*Work required:* An acceptable answer contains each line of the material, unchanged.

*Source material:*

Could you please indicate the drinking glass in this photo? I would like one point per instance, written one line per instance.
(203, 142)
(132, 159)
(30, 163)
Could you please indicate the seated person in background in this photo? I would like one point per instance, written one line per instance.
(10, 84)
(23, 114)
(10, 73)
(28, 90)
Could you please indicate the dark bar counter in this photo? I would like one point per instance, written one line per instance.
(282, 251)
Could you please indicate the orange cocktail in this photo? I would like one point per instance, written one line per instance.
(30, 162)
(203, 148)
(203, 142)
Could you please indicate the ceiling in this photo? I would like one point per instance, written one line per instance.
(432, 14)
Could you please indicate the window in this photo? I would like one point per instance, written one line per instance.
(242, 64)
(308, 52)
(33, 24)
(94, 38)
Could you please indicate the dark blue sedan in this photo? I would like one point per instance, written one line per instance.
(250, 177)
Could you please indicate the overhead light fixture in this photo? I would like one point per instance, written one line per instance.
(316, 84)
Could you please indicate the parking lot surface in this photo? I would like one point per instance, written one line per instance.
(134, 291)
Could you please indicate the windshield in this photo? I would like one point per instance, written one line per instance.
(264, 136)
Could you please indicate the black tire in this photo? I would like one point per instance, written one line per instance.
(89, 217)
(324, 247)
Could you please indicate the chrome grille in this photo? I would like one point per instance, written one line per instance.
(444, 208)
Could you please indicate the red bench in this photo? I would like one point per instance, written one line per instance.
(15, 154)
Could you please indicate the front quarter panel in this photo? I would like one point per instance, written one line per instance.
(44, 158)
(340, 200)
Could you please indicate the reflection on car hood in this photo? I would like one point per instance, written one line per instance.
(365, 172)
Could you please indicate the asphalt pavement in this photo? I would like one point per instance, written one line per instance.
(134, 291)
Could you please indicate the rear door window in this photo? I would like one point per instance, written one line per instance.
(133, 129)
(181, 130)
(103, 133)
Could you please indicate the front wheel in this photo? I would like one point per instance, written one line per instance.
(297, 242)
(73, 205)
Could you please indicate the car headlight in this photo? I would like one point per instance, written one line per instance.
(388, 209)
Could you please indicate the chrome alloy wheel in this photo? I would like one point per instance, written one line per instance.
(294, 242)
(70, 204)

*Written response:*
Could you please indicate the drinking glass in this photo? I would like one point per instance, written one line per instance.
(203, 142)
(132, 159)
(30, 163)
Could you please indicate the seated person in background in this photo? I would like one point per instance, written one line per instance.
(10, 84)
(23, 114)
(10, 73)
(28, 90)
Could you please indicate the dark bar counter in this photo? I would like one point per instance, written one line per instance.
(282, 251)
Could you please indicate the orange cocktail in this photo? I would like one point per instance, written one line per instance.
(30, 162)
(203, 148)
(203, 142)
Could you please indicate the ceiling in this photo? I would like one point per instance, written one line per instance.
(432, 14)
Could you please indicate the window in this photo? I would like one point per instance, written one line per instance.
(242, 64)
(308, 52)
(33, 24)
(94, 38)
Could you please indicate the dark blue sedan in this photo? I would like one point per instance, written one line per instance.
(250, 177)
Could you please indicate the overhead light fixture in this photo? I would like one point per instance, written one line per instance.
(316, 84)
Could you please indicate the parking lot surface in this photo? I would like one point per instance, written one line per instance.
(134, 291)
Could you please indicate the windshield in this photo? I would like one point per instance, written one line per instance.
(264, 136)
Could you please indicate the black tire in this photo? I would like one point per instance, written one line per instance.
(89, 217)
(324, 247)
Could you please indicate the chrome grille in this photo? I would like one point per instance, written one line per instance.
(444, 208)
Could you please indicate the red bench in this photo? I would like one point per instance, written one line per instance.
(15, 154)
Could you please indicate the front quarter panel in this photo? I would like one point per instance, written one line per instance.
(44, 158)
(340, 200)
Could you please indicate the reflection on car hood in this photo? I would like one point per instance, written one line per instance.
(365, 172)
Could you please indicate the asphalt pavement in this photo? I would like one point per instance, written one line per instance.
(134, 291)
Could you please indicate the rear door window in this photo? I would like one point per instance, written one line per instance.
(133, 129)
(181, 130)
(103, 133)
Could you please indicate the front wheel in this photo? I would like one point per instance, written one line per instance.
(297, 242)
(73, 205)
Could you please indicate the car headlight in this photo? I would like one point per instance, written one line per instance.
(388, 209)
Could you please indicate the chrome alloy wheel in this photo? I would like one point per instance, written one line per instance.
(294, 242)
(70, 204)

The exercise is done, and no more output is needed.